_Task description:_ Carry on the guide to judging pet emergencies, picking up right after its last sentence.

_Given passage:_
What constitutes a pet emergency?
By Dr. Kathryn Junkins Sarpong, DABVP
Do you head to the pet ER, call your vet, panic, or just wait it out? How do you know what constitutes a pet emergency? I worked several years in an animal ER and saw lots of things that could have waited and saved you some hassle and money, but there are true emergencies. Here are a few scenarios and how to judge them.
My pet is struggling to breathe – this is always an emergency. Don’t wait. Cats do not pant unless very stressed, so a panting cat is an emergency. Anytime a dog or cat has a gum color that isn’t pink (excepting birthmarks), that is an emergency. Pale gums can indicate blood loss, purple or blue gums can indicate poor oxygenation, and yellow gums can indicate liver problems or blood cell destruction. Severe coughing that causes them to change gum colors is always an emergency. Coughs in animals with a history of heart problems (or murmurs) warrant a doctor consultation.
My pet has collapsed – seek attention immediately if your pet cannot respond to you or move. This can be cardiac, neurological, metabolic or musculoskeletal, but should be checked out immediately.
My pet just ate some medication / socks / plants/ human food – Call your vet or Animal Poison Control. 1-888-426-4435. You may want to keep hydrogen peroxide at home is the vet recommends making your dog vomit. Always check with a veterinarian FIRST! Cats are tricky and never vomit on command- so call your vet if your kitty ate something off the usual list.

_Given information:_

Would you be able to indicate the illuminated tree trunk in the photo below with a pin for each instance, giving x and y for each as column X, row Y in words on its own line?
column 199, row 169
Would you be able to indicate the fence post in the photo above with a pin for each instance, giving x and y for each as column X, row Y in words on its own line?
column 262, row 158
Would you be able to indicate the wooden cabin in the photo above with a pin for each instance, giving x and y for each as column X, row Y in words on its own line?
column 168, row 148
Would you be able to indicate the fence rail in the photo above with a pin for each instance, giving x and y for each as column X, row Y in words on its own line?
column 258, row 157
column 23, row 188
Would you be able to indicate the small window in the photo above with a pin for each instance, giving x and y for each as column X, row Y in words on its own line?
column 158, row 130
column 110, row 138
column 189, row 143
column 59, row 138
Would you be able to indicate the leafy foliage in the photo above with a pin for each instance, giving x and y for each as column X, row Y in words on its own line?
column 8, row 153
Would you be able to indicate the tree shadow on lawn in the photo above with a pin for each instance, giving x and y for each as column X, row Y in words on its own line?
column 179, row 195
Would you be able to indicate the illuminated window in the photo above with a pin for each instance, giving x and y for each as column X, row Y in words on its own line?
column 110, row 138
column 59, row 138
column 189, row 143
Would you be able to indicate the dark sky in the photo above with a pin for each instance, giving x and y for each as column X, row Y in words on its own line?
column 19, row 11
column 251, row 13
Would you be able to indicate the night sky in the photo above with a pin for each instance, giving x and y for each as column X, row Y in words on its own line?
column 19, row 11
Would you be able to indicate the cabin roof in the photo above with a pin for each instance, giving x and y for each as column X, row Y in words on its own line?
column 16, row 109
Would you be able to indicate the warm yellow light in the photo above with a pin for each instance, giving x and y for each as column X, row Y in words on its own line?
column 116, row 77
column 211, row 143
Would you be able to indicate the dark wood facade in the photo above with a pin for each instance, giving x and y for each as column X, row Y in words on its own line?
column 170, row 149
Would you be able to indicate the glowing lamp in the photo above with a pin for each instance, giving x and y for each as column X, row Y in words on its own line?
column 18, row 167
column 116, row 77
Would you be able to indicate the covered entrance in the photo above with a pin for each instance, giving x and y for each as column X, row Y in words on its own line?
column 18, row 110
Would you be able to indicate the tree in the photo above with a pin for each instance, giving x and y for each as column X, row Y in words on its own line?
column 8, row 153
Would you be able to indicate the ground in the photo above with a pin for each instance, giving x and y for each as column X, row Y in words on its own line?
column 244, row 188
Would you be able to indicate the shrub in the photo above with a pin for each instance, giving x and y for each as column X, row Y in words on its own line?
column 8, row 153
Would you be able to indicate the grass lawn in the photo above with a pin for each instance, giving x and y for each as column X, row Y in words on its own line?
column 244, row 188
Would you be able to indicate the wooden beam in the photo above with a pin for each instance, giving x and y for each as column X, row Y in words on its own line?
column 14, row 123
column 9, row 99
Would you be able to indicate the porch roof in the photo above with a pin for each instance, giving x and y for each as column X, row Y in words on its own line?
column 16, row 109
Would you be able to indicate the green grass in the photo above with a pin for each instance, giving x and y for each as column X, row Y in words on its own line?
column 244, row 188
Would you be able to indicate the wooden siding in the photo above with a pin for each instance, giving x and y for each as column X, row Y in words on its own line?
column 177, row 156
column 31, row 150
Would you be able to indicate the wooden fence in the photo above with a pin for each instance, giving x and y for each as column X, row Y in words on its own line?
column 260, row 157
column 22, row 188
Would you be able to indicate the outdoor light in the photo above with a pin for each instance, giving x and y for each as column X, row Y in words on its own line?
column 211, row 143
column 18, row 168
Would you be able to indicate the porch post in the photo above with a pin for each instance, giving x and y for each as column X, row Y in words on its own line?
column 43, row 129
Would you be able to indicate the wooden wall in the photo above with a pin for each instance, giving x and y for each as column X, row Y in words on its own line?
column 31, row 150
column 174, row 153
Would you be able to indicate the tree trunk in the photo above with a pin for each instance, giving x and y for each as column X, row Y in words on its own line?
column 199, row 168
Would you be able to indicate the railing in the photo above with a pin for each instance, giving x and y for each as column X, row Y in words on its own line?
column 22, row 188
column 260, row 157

_Answer to this exercise:_
My pet may have overheated – take their temperature (rectally). If it is greater than 105 – seek attention. If they are collapsed, have gums that are not a normal color, seek attention no matter the number. Pour cool water over their bodies while getting into the car if they are warm. Normal pet temps are 99-102.5F.
My pet is vomiting/ has diarrhea – If they are weak and will not eat, then it is an emergency. If they are eating and bouncing off the walls, you may be able to wait up to 12 hours to see if it resolves and call your regular vet for an appointment. If they are lethargic, then seek attention without delay.
My pet cut themselves, or has a bite wound – If it is just a single wound less than 1 inch through skin only and you can control the bleeding, it can wait up to 24 hrs. Just keep it clean and keep your pet indoors. Use a cone or T-shirt to keep them from licking the wound. If the wound is serious, one of many wounds, deep, bleeding large amounts or your pet is acting strangely, then take them to the ER.
I just saw a worm come out of my pets…– Gross, but not an emergency by itself. Call your regular veterinarian for instructions on how to get rid of the worms!
Good luck on keeping your pet happy and healthy!